DOKUMEN:
○ ○ ○ ○ ○ ○ ○

Semenjak muncul kata “kids jaman now” yang
menggambarkan remaja masa kini yang perilakunya sangat jauh berbeda dengan
jaman dahulu, muncul pula beberapa kata seperti siswa jaman now, santri jaman
now, hingga mahasiswa jaman now yang kesemuanya menyimpan makna; keresahan,
betapa jauh berbedanya perilaku generasi sekarang yang dengan generasi masa
dulu.
Berbagai fenomena memprihatinkan yang terjadi di
kalangan remaja saat ini menunjukkan bahwa remaja sedang dalam kondisi darurat
moral. Masalah moral yang semakin krisis menjadi perhatian semua orang karena
dampak dari rusaknya moral seseorang akan mengganggu ketentraman dalam tatanan
masyarakat. Beberapa kasus yang terjadi seperti pembullyan, anak Sekolah Dasar
(SD) yang melakukan pelecehan seksual dengan teman sekelasnya sampai dengan
adegan seorang dua remaja yang sedang melakukan adegan seks ditempat umum, menunjukkan bahwa moral
anak-anak bangsa sedang ‘sakit’ dan harus segera di ‘obati’.
Krisis moral yang saat ini sedang melanda para
pemuda harapan bangsa seyogianya segera ditangani agar dampaknya tidak semakin
merambah ke dalam setiap lapisan masyarakat. Adapun salah satu alternative yang
dapat diterapkan dalam proses perbaikan moral para pemuda bangsa adalah dengan
menanamkan karakter gusjigang dalam
diri pemuda bangsa terkhusus mahasiswa.

○ ○ ○ ○ ○ ○ ○

BAGIAN DATASET:
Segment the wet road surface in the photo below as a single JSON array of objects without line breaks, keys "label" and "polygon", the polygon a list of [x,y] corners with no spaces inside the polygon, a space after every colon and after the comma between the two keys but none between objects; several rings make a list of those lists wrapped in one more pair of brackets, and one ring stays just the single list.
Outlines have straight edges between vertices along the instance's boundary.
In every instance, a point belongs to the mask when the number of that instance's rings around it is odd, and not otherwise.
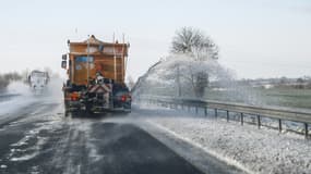
[{"label": "wet road surface", "polygon": [[139,126],[109,117],[64,117],[60,102],[33,103],[0,117],[0,173],[203,173]]}]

○ ○ ○ ○ ○ ○ ○

PETUNJUK LATIHAN: Tolong tulis ulang bagian dokumen tentang krisis moral remaja di antara "Berbagai fenomena memprihatinkan" dan "segera di ‘obati’.", termasuk keduanya, dengan menukar "pembullyan" menjadi "perundungan". Materi ini berdiri sendiri dan terpisah dari dokumen.

JAWABAN LATIHAN:
Berbagai fenomena memprihatinkan yang terjadi di
kalangan remaja saat ini menunjukkan bahwa remaja sedang dalam kondisi darurat
moral. Masalah moral yang semakin krisis menjadi perhatian semua orang karena
dampak dari rusaknya moral seseorang akan mengganggu ketentraman dalam tatanan
masyarakat. Beberapa kasus yang terjadi seperti perundungan, anak Sekolah Dasar
(SD) yang melakukan pelecehan seksual dengan teman sekelasnya sampai dengan
adegan seorang dua remaja yang sedang melakukan adegan seks ditempat umum, menunjukkan bahwa moral
anak-anak bangsa sedang ‘sakit’ dan harus segera di ‘obati’.